- **Activity**: Starting at the line below holding "Query: bridge" and stopping at the line holding "Query: moored boat", print every line exactly, both ends included, and leave the rest out.

*** Data ***

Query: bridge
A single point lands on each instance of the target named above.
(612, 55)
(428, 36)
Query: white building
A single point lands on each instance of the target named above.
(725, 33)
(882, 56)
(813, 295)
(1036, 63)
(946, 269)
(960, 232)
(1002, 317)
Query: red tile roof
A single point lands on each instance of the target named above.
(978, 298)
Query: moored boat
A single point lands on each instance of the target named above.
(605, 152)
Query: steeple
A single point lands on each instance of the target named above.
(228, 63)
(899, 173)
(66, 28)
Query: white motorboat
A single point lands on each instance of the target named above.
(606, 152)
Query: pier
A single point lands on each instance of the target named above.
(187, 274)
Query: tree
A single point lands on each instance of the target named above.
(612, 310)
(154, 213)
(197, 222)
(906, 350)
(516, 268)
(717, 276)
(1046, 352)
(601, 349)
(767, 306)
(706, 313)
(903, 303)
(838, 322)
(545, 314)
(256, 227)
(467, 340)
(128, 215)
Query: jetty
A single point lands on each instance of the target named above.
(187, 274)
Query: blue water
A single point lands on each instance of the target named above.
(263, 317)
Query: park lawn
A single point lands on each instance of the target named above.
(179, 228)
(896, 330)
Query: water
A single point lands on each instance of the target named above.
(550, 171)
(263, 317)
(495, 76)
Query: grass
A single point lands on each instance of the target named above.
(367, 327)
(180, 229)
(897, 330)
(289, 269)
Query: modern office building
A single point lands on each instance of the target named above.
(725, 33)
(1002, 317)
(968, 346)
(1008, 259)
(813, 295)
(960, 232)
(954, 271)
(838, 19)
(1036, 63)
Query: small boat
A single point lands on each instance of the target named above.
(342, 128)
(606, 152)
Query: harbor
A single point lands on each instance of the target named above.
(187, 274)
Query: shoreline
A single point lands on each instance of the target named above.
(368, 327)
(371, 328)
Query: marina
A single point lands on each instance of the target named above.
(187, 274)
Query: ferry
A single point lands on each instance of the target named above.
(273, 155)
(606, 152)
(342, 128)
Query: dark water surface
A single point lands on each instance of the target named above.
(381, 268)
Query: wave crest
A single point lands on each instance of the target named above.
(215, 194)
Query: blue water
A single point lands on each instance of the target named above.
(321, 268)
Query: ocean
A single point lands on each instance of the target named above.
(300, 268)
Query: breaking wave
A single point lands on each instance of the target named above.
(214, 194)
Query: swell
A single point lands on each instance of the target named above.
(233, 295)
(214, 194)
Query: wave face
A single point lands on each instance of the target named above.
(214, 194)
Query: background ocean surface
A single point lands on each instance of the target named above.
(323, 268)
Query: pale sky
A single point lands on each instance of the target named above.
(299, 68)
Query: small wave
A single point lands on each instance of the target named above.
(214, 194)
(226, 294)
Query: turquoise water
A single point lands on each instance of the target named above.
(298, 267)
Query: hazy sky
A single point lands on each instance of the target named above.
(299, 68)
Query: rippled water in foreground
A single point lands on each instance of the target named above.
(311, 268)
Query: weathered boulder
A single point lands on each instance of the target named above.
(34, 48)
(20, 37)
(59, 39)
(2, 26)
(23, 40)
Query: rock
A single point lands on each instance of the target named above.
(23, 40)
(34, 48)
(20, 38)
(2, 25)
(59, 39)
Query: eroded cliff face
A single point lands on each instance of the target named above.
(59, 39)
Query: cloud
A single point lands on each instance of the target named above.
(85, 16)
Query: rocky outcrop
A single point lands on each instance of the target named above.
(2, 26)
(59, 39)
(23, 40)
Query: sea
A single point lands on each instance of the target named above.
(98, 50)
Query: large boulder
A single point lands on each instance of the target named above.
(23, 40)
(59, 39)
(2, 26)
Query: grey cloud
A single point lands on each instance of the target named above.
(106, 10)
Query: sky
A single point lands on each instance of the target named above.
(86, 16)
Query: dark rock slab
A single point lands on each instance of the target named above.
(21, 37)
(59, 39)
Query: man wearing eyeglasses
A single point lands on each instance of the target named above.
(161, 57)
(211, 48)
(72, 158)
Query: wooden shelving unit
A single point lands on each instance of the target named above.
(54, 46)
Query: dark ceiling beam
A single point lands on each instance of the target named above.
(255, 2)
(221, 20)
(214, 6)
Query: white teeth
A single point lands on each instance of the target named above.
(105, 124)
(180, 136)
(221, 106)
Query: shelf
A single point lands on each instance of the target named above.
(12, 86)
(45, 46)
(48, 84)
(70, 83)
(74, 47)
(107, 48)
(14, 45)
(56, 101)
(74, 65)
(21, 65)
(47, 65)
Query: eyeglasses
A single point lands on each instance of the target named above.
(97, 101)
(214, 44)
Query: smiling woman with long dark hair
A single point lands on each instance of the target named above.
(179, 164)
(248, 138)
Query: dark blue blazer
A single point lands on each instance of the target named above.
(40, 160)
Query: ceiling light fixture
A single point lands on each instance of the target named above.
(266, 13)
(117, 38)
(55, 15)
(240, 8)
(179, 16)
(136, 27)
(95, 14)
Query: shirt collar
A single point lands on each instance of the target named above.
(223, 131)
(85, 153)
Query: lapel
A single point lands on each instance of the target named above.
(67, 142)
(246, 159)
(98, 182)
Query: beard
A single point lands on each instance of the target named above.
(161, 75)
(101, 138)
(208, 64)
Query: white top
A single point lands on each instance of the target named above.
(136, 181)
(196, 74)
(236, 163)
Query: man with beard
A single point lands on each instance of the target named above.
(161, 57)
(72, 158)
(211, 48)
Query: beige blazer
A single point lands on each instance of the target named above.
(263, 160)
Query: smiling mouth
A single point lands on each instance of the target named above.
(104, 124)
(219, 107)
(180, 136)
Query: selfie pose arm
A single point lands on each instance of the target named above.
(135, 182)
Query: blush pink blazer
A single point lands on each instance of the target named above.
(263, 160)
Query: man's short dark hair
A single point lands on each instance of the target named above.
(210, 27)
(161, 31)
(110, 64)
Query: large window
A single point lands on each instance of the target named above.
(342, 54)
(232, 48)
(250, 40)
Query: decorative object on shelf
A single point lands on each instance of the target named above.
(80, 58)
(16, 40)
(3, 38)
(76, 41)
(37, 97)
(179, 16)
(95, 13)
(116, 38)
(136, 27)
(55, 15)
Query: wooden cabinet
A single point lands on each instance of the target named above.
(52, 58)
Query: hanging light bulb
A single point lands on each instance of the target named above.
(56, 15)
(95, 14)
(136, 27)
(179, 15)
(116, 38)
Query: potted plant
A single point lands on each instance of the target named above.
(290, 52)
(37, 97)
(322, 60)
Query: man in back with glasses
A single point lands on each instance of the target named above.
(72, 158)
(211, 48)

*** End of Data ***
*** Data ***

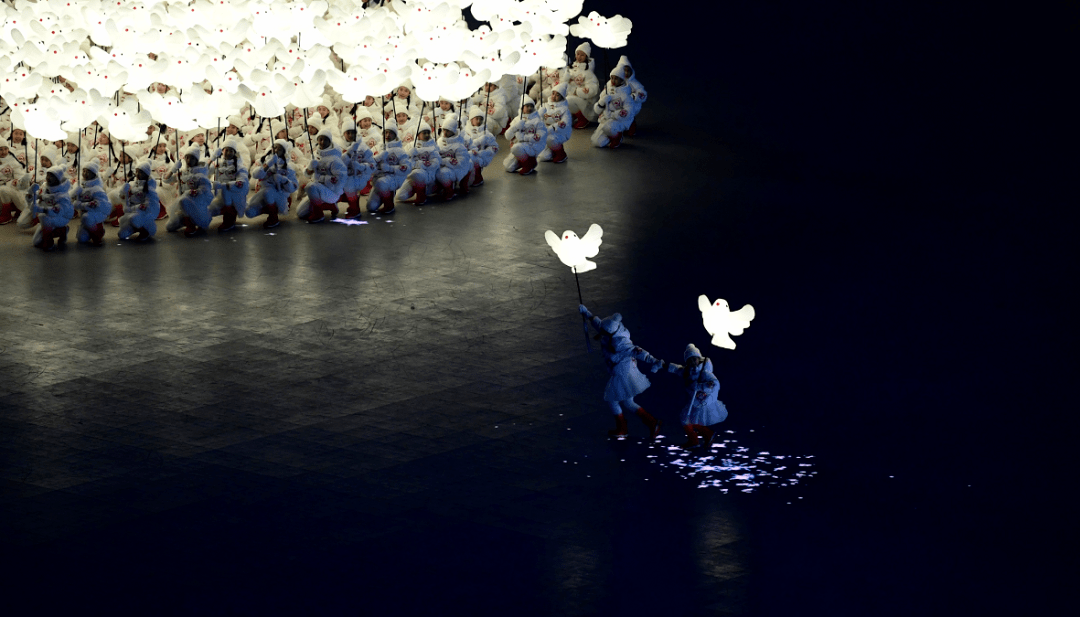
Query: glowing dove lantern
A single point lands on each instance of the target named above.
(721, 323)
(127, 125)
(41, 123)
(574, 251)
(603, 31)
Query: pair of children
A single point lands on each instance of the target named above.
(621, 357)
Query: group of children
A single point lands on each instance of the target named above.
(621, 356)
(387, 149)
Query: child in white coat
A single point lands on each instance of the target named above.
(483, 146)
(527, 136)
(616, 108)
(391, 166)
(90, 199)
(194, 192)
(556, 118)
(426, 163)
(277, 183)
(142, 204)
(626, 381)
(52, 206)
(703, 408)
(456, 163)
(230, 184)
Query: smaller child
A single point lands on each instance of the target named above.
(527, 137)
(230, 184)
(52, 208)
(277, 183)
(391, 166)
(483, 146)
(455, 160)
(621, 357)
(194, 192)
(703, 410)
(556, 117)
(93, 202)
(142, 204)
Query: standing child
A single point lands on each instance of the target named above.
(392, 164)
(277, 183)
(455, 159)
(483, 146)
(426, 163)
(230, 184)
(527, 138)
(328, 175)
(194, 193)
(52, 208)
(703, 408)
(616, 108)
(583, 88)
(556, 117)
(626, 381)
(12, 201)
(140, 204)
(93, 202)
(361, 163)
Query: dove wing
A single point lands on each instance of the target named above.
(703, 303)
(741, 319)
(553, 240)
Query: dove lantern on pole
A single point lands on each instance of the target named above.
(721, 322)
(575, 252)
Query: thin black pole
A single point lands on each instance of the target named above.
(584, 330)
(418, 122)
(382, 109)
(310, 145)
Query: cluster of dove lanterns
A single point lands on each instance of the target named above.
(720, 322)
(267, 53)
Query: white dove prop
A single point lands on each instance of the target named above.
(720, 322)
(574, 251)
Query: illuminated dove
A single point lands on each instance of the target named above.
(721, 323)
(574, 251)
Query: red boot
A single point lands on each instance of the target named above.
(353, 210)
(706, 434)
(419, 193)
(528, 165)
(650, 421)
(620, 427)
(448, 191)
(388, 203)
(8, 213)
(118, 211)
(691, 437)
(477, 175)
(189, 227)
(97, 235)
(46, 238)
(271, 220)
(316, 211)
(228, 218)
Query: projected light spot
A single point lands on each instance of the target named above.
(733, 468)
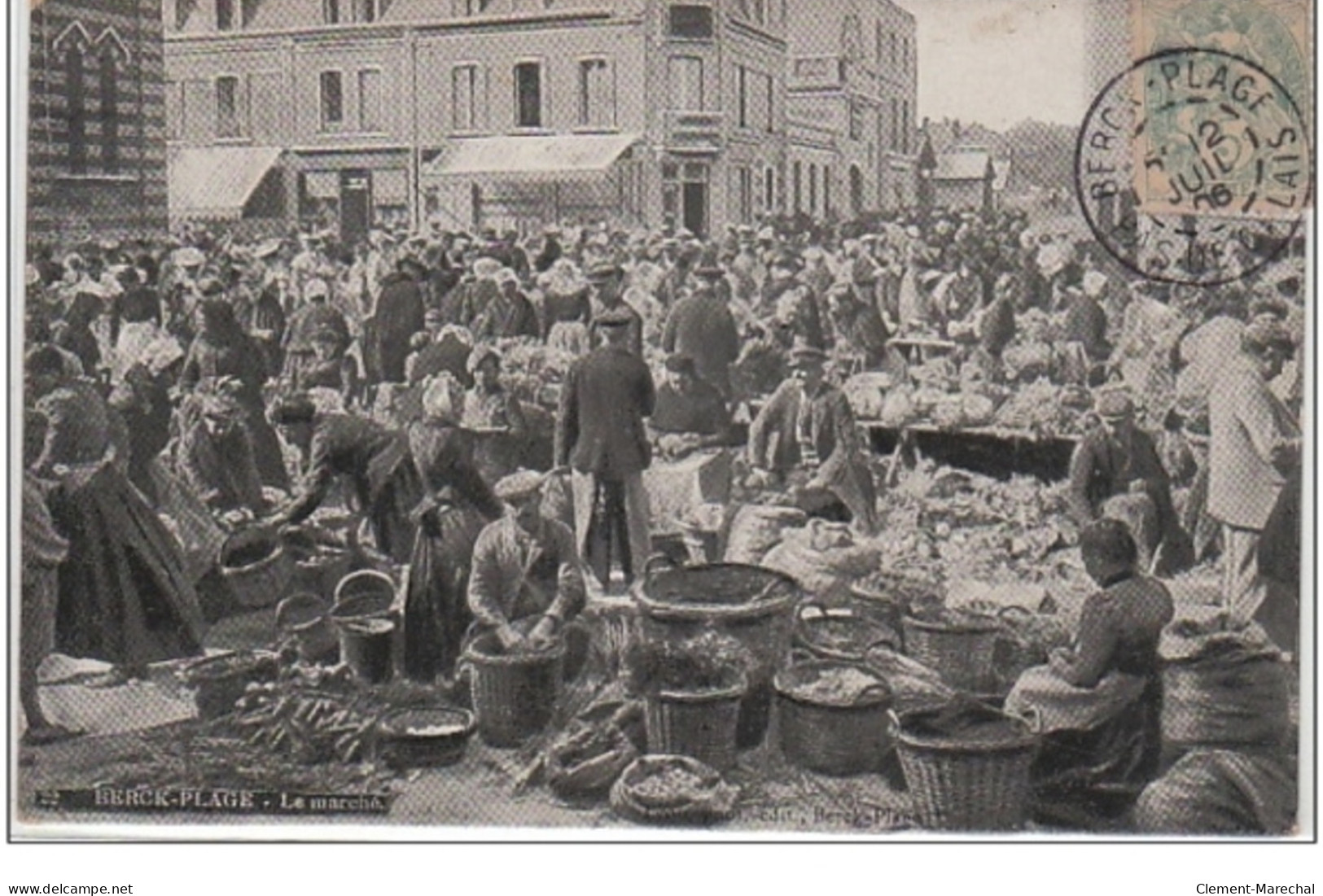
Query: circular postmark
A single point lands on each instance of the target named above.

*** End of Data ***

- **Result**:
Query: bridge
A single point lands on each instance of the target named above.
(612, 55)
(428, 36)
Query: white building
A single point lands on each instance of the target named above.
(725, 33)
(882, 56)
(813, 295)
(1036, 63)
(946, 269)
(960, 232)
(1002, 317)
Query: red tile roof
A single point lands on each instance of the target named above.
(978, 298)
Query: moored boat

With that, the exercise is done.